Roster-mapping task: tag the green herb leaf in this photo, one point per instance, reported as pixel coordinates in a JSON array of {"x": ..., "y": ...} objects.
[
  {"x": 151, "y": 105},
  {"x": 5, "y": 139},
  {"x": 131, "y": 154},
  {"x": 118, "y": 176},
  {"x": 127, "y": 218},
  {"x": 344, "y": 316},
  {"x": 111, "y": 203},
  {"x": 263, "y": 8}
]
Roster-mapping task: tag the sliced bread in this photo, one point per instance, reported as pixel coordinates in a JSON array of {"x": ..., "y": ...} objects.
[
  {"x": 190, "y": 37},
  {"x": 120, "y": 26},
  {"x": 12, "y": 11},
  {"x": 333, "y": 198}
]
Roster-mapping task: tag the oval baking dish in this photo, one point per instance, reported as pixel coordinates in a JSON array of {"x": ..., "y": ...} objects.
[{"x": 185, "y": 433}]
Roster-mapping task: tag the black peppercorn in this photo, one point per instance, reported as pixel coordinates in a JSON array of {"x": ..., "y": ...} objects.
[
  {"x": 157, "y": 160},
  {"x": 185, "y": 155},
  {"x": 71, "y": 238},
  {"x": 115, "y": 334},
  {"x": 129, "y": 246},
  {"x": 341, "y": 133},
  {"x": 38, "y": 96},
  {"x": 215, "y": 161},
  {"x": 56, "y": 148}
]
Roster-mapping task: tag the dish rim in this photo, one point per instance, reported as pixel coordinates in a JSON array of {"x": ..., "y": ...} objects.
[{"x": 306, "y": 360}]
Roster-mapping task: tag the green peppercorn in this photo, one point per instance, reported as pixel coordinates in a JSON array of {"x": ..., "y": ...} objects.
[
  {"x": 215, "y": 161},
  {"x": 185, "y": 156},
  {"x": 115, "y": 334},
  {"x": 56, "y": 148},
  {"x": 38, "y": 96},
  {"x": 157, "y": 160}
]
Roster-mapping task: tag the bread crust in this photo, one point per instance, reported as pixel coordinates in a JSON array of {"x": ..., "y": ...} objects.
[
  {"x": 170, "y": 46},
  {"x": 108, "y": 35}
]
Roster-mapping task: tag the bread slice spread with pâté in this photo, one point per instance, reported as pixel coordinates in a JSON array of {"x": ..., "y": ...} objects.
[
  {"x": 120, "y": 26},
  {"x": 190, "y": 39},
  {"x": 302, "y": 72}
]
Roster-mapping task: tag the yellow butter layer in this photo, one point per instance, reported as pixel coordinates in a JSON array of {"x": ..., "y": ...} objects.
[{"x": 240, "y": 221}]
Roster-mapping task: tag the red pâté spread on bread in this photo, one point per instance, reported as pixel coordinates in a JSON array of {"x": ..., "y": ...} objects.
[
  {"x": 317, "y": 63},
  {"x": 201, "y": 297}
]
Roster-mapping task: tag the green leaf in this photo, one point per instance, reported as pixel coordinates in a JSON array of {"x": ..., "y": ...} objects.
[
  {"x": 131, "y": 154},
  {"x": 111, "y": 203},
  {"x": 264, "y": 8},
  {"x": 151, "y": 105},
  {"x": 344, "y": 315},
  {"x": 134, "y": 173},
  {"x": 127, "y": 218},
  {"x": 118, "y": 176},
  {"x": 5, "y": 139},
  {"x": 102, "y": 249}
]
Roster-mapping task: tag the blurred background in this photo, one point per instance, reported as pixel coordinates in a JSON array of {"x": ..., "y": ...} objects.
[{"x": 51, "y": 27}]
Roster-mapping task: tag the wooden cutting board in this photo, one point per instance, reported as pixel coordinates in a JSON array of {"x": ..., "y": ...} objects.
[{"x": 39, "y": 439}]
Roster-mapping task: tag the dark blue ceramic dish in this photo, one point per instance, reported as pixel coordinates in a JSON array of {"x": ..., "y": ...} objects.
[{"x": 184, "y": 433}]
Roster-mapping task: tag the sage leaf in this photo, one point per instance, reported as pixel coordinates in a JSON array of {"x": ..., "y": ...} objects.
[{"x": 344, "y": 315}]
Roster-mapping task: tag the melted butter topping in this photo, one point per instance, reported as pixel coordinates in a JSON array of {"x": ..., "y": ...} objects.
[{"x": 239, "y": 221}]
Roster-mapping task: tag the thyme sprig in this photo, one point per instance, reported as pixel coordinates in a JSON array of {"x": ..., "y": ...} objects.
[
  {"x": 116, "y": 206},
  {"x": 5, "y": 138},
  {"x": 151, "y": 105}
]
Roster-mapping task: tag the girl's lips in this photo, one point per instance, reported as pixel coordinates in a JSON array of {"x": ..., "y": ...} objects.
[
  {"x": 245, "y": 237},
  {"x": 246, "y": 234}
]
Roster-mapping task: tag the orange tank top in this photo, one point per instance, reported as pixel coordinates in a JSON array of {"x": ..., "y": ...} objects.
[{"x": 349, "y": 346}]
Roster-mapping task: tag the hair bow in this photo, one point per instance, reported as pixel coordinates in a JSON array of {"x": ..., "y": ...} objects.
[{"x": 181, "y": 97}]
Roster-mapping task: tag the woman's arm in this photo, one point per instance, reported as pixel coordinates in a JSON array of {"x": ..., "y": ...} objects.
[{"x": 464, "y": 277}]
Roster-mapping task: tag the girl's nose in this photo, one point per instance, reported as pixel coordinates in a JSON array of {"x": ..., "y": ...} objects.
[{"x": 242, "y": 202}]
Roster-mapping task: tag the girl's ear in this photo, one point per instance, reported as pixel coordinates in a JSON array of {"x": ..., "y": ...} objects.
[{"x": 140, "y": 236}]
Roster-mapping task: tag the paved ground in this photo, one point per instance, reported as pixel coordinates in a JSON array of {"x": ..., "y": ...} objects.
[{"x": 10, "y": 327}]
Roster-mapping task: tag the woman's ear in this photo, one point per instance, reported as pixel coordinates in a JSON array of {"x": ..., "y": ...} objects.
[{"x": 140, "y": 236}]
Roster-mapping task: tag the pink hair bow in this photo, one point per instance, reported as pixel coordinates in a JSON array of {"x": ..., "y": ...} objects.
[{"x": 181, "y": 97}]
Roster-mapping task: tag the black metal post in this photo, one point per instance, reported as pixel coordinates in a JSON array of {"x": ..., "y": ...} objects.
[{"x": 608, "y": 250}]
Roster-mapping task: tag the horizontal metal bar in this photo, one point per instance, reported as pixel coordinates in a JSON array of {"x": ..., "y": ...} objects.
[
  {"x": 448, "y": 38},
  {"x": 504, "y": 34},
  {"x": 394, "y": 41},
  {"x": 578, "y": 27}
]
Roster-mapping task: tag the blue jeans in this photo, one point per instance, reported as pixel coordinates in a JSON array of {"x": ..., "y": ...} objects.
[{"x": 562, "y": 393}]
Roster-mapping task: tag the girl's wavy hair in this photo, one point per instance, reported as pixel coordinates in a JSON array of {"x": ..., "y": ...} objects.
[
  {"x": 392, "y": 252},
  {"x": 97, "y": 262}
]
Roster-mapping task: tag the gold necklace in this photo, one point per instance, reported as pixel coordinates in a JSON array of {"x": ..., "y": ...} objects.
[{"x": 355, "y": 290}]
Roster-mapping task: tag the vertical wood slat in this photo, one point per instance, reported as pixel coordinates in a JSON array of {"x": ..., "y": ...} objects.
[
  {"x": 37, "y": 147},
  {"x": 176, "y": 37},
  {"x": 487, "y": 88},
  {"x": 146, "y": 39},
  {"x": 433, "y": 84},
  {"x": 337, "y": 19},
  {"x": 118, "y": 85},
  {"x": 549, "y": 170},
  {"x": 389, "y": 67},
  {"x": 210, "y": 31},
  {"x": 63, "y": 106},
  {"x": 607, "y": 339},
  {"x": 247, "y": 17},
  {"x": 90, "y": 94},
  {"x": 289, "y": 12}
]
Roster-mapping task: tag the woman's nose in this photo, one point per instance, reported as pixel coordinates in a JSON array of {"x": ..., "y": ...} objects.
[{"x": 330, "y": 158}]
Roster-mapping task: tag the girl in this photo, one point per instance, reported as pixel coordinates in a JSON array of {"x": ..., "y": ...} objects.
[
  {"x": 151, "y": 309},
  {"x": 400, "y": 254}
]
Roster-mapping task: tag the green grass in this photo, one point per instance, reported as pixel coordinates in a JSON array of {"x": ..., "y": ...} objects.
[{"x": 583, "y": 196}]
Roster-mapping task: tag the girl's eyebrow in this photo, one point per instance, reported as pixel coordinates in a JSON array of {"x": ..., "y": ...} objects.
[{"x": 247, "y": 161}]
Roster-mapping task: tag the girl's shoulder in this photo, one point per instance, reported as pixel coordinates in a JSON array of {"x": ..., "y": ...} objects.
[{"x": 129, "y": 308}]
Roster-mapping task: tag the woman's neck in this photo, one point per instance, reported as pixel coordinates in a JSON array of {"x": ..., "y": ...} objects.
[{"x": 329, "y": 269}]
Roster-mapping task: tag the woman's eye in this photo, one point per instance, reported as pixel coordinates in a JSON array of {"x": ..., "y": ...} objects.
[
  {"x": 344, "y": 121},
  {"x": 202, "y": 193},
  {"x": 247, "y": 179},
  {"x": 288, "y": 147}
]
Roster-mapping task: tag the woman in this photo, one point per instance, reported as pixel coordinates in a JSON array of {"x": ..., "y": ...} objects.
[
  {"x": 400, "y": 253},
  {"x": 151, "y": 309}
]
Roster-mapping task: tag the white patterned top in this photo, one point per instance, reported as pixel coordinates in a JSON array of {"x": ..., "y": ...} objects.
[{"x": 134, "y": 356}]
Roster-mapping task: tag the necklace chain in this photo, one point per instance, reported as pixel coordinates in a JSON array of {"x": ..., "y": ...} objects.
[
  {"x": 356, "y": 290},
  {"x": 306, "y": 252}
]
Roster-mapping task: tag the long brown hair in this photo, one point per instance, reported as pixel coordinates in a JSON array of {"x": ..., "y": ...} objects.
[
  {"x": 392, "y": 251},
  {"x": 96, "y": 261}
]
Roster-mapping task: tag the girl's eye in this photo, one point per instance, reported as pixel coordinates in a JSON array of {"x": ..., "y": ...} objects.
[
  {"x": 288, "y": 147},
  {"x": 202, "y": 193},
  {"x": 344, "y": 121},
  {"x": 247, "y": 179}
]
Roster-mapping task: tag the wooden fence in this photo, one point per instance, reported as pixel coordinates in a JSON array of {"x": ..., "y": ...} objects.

The task:
Beginning with the line that contains "Roster-mapping task: tag the long", quote each line exactly through the last line of the entries above, and nothing beyond them.

Result:
Roster-mapping task: tag the long brown hair in this photo, one point per instance, reported as pixel coordinates in a JSON array of {"x": ..., "y": ...} objects.
[
  {"x": 392, "y": 251},
  {"x": 96, "y": 261}
]
Roster-mapping task: tag the girl's eye in this photo, one point per instance, reported as pixel coordinates in a JSON array of {"x": ..., "y": ...} objects.
[
  {"x": 288, "y": 147},
  {"x": 202, "y": 193},
  {"x": 344, "y": 121},
  {"x": 247, "y": 179}
]
Roster-mapping task: tag the wooden fence in this photo, one point per instance, reported as pixel coordinates in a JSON array of {"x": ..., "y": ...} objects.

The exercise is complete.